## TEXTO EXIBIDO

----------------------------------------

Em decisão histórica, Supremo decide que réus condenados em segunda
instância podem ser detidos enquanto recorrem a tribunais superiores
Sob os ecos da Operação Lava-Jato, o plenário do
Supremo Tribunal Federal (STF) tomou uma decisão histórica ontem. Por sete
votos a quatro, os ministros decidiram que réus condenados em segunda instância
podem ficar presos enquanto recorrem às Cortes superiores. A medida representa
uma “guinada” a um direito mais repressivo às organizações criminosas, mas
também mais limitador do direito de defesa dos acusados. Em 2009, num outro
julgamento considerado histórico, o Supremo tomou decisão inversa. Agora, com
mudança em sua composição, atende a um projeto de lei patrocinado pela
Associação dos Juízes Federais (Ajufe), pelo ex-ministro do STF Cézar Peluso e,
de certa forma, às “10 medidas” anticorrupção propostas pelo Ministério
Público.
Não se sabe ao certo quantas pessoas serão
atingidas pela decisão, um cálculo que o Conselho Nacional de Justiça (CNJ)
tenta concluir até o ano que vem. Lewandowski, contrário à medida, afirma que
vai aumentar o número de presos provisórios no país. Hoje, eles são 191 mil,
43% do 446 mil detidos no país.

----------------------------------------

## TAREFAS
1. Resuma em duas frases a notícia sobre a decisão do Supremo.
2. Prossiga com a notícia sobre a decisão do Supremo a partir da última frase mostrada.

## DADOS GUARDADOS
----------------------------------------

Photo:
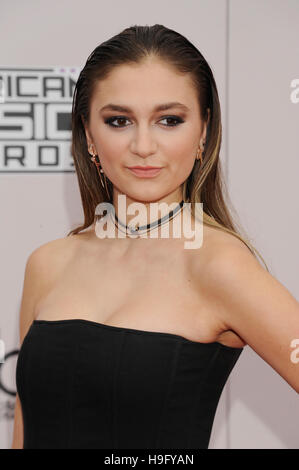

----------------------------------------

## RESPOSTAS EM ORDEM
1. Por sete votos a quatro, o STF decidiu que réus condenados em segunda instância podem ficar presos enquanto recorrem às Cortes superiores, o contrário do que tinha decidido em 2009. Ainda não se sabe quantas pessoas serão atingidas, e Lewandowski, contrário à medida, afirma que ela vai aumentar o número de presos provisórios no país.

2.
O juiz da Lava-Jato no Paraná, Sérgio Moro,
comemorou a decisão de ontem. “O Supremo, com respeito à minoria vencida,
fechou uma das janelas da impunidade no processo penal brasileiro”, disse ele
ao Correio. Ele destacou que as garantias dos réus não estão sendo minimizadas.
“Não há violação da presunção de inocências pois a prisão opera após o
julgamento, com a consideração de todas as provas, e ainda por um Tribunal de
Apelação. Reinsere a prática jurídica brasileira nos parâmetros internacionais
sobre a matéria. O Supremo só merece elogios.”
O relator foi Teori Zavascki, para quem a prisão
imediata após condenação em segunda instância não ofende o princípio da
presunção da inocência. Votaram com ele Edson Fachin, Roberto Barroso, Luiz
Fux, Dias Toffoli, Cármen Lúcia e Gilmar Mendes. Em 2009, o STF definiu que só
cabia prisão após o chamado “trânsito em julgado”, o término completo do
processo, no Supremo, quando não cabe mais nenhum recurso. Ontem, foram
derrotados os ministros Ricardo Lewandowski, Marco Aurélio, Rosa Weber e Celso
de Mello.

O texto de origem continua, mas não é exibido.